Word for word, restate each entry in the listing below.

··· THE DATA

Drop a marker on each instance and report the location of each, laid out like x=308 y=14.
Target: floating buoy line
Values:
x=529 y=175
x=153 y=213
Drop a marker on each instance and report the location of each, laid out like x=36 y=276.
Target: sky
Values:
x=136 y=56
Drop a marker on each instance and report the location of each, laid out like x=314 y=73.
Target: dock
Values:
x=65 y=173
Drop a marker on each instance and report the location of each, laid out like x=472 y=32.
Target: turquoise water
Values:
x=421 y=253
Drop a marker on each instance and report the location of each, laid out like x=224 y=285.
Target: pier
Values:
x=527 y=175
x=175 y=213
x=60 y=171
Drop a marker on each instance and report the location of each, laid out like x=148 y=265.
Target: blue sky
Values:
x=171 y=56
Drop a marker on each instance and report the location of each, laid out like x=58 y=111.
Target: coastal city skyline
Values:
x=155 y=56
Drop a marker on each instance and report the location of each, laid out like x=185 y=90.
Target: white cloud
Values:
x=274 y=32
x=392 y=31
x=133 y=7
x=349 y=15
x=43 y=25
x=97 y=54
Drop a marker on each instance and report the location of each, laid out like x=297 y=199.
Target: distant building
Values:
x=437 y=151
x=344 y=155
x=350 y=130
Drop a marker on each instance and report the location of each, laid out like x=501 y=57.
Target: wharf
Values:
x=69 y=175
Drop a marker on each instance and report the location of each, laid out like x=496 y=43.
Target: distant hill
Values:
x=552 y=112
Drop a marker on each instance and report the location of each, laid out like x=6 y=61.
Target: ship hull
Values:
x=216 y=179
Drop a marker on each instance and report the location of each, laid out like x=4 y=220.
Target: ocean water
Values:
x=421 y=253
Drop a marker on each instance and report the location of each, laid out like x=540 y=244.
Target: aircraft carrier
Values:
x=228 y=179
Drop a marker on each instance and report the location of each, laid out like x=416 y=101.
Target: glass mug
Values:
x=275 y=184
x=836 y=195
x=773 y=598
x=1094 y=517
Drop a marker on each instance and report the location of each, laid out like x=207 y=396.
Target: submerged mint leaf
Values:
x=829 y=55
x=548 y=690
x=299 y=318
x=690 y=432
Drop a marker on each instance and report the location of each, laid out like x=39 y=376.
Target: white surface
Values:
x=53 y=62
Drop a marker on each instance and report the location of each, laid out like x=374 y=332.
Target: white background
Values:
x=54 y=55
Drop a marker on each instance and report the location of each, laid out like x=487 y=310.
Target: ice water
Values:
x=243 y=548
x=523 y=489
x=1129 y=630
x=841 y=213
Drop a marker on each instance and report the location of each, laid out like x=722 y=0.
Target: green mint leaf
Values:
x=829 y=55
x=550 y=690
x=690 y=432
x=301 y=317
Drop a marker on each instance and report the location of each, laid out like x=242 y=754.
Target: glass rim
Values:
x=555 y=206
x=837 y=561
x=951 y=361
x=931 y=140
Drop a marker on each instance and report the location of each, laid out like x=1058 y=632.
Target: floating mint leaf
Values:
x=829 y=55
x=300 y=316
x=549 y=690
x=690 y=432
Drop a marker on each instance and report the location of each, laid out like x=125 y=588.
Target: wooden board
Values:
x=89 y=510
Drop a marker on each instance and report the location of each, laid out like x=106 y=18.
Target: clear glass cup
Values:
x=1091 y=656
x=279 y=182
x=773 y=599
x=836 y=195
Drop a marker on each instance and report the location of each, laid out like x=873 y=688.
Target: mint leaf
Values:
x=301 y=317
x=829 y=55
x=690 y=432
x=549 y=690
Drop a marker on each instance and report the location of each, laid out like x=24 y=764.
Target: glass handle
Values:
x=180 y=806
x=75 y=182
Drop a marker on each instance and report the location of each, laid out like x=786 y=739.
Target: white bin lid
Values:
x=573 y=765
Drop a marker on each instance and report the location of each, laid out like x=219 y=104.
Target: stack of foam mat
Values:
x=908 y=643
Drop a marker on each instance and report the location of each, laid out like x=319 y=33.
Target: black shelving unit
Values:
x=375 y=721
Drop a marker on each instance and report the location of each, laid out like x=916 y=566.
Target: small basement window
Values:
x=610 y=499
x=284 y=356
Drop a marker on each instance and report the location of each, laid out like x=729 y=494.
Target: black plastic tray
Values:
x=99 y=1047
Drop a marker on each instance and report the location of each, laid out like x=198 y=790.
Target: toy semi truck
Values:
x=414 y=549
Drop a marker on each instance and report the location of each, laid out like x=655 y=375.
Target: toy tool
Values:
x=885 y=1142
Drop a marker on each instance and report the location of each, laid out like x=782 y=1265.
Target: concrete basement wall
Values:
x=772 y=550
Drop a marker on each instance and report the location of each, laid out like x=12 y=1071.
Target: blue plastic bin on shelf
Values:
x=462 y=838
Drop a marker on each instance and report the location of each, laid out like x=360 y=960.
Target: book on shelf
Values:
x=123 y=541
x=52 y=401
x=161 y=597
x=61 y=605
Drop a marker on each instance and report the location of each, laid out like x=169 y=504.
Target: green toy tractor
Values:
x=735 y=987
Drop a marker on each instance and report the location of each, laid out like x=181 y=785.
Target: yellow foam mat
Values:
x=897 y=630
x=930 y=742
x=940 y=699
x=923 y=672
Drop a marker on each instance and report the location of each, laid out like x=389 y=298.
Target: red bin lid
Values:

······

* [FINISHED TASK]:
Drop a marker on each instance and report the location of each, laid out like x=308 y=14.
Target: floating buoy line
Values:
x=529 y=175
x=153 y=213
Drop a marker on each instance and report the location of each, laid out like x=36 y=276.
Target: sky
Values:
x=136 y=56
Drop a marker on each instance and report the location of each, laid out like x=314 y=73.
Target: dock
Values:
x=65 y=173
Drop a marker on each instance and report the location of each, laid out like x=472 y=32.
Target: turquoise water
Values:
x=421 y=253
Drop a marker on each instance and report the location of each, laid out like x=224 y=285.
Target: pier
Values:
x=527 y=175
x=175 y=213
x=60 y=171
Drop a marker on each instance and report the location of each, laid out like x=148 y=265.
Target: blue sky
Values:
x=171 y=56
Drop a marker on each instance and report the location of each, laid out like x=58 y=111.
Target: coastal city skyline
Values:
x=155 y=56
Drop a marker on each instance and report the location of each, laid out like x=185 y=90.
Target: white cloud
Values:
x=274 y=32
x=392 y=31
x=133 y=7
x=349 y=15
x=43 y=25
x=97 y=54
Drop a marker on each instance and report the location of each, laid out like x=297 y=199.
Target: distant building
Values:
x=437 y=151
x=344 y=155
x=350 y=130
Drop a marker on each instance and report the location of each, laid out like x=501 y=57.
Target: wharf
Values:
x=69 y=175
Drop a marker on each instance and report the location of each, laid out like x=496 y=43.
Target: distant hill
Values:
x=552 y=112
Drop a marker on each instance and report the location of each, laid out like x=6 y=61.
Target: ship hull
Values:
x=216 y=179
Drop a marker on each instance and report the location of each, laid out like x=4 y=220.
Target: ocean water
Values:
x=421 y=253
Drop a marker on each instance and report the location of each, laid out like x=540 y=244.
Target: aircraft carrier
Values:
x=228 y=179
Drop a marker on each instance and report the location of each, laid out like x=416 y=101.
Target: glass mug
Values:
x=275 y=184
x=836 y=195
x=773 y=598
x=1094 y=517
Drop a marker on each instance and report the location of each, laid out like x=207 y=396.
Target: submerged mint leaf
Values:
x=829 y=55
x=548 y=690
x=299 y=318
x=690 y=432
Drop a marker on each instance and report the location of each, laid out like x=39 y=376.
Target: white surface
Values:
x=53 y=62
Drop a marker on each instance and report the location of each, laid out like x=374 y=332.
Target: white background
Values:
x=54 y=55
Drop a marker on each instance and report the location of each, laid out like x=487 y=310.
Target: ice water
Values:
x=243 y=548
x=523 y=489
x=1129 y=630
x=841 y=213
Drop a marker on each instance and report the location of each, laid out like x=722 y=0.
Target: green mint leaf
Values:
x=829 y=55
x=550 y=690
x=690 y=432
x=301 y=317
Drop a marker on each instance and report the location of each, laid out like x=242 y=754.
Target: glass rim
Values:
x=555 y=206
x=837 y=561
x=951 y=361
x=931 y=140
Drop a marker on each instance and report the location of each, laid out like x=1058 y=632.
Target: floating mint leaf
Values:
x=829 y=55
x=300 y=316
x=549 y=690
x=690 y=432
Drop a marker on each instance and report the location of each, laid out like x=125 y=588.
Target: wooden board
Values:
x=89 y=510
Drop a marker on each instance and report the location of each, laid out like x=106 y=18.
Target: clear glass cup
Values:
x=1091 y=656
x=279 y=182
x=773 y=599
x=836 y=195
Drop a marker on each instance and report the location of each, laid out like x=873 y=688.
Target: mint leaf
Values:
x=301 y=317
x=829 y=55
x=690 y=432
x=549 y=690
Drop a marker on each instance and report the location of each, laid out like x=24 y=764.
Target: glass handle
Values:
x=180 y=806
x=75 y=182
Drop a marker on each instance and report the location of each, laid out like x=786 y=739.
Target: white bin lid
Values:
x=573 y=765
Drop a marker on each instance and report the location of each, laid out like x=219 y=104.
Target: stack of foam mat
Values:
x=908 y=643
Drop a marker on each instance and report the location of each, laid out like x=319 y=33.
Target: black shelving unit
Values:
x=375 y=721
Drop a marker on each instance and report the location of each, laid out like x=916 y=566.
Target: small basement window
Values:
x=610 y=499
x=284 y=356
Drop a marker on each instance and report the location of each, laid out like x=729 y=494.
Target: black plastic tray
Values:
x=99 y=1047
Drop a marker on each instance and report the location of each, laid out like x=198 y=790.
Target: toy semi truck
Values:
x=414 y=549
Drop a marker on each instance and report the location of each, laid out like x=655 y=375.
Target: toy tool
Values:
x=885 y=1142
Drop a marker on each instance and report the location of each, laid out like x=782 y=1265.
Target: concrete basement wall
Values:
x=772 y=550
Drop a marker on each instance and report the location of each, laid out like x=12 y=1071.
Target: blue plastic bin on shelf
Values:
x=462 y=838
Drop a marker on each instance and report the location of each, laid out like x=360 y=960.
Target: book on shelf
Values:
x=123 y=541
x=52 y=401
x=161 y=597
x=61 y=605
Drop a marker on each instance and report the location of each, laid out like x=169 y=504.
Target: green toy tractor
Values:
x=735 y=987
Drop a marker on each instance and report the location of each, laid out like x=181 y=785.
Target: yellow foam mat
Values:
x=897 y=630
x=930 y=742
x=940 y=699
x=923 y=672
Drop a marker on each instance and report the location of each, laid out like x=389 y=298.
Target: red bin lid
Values:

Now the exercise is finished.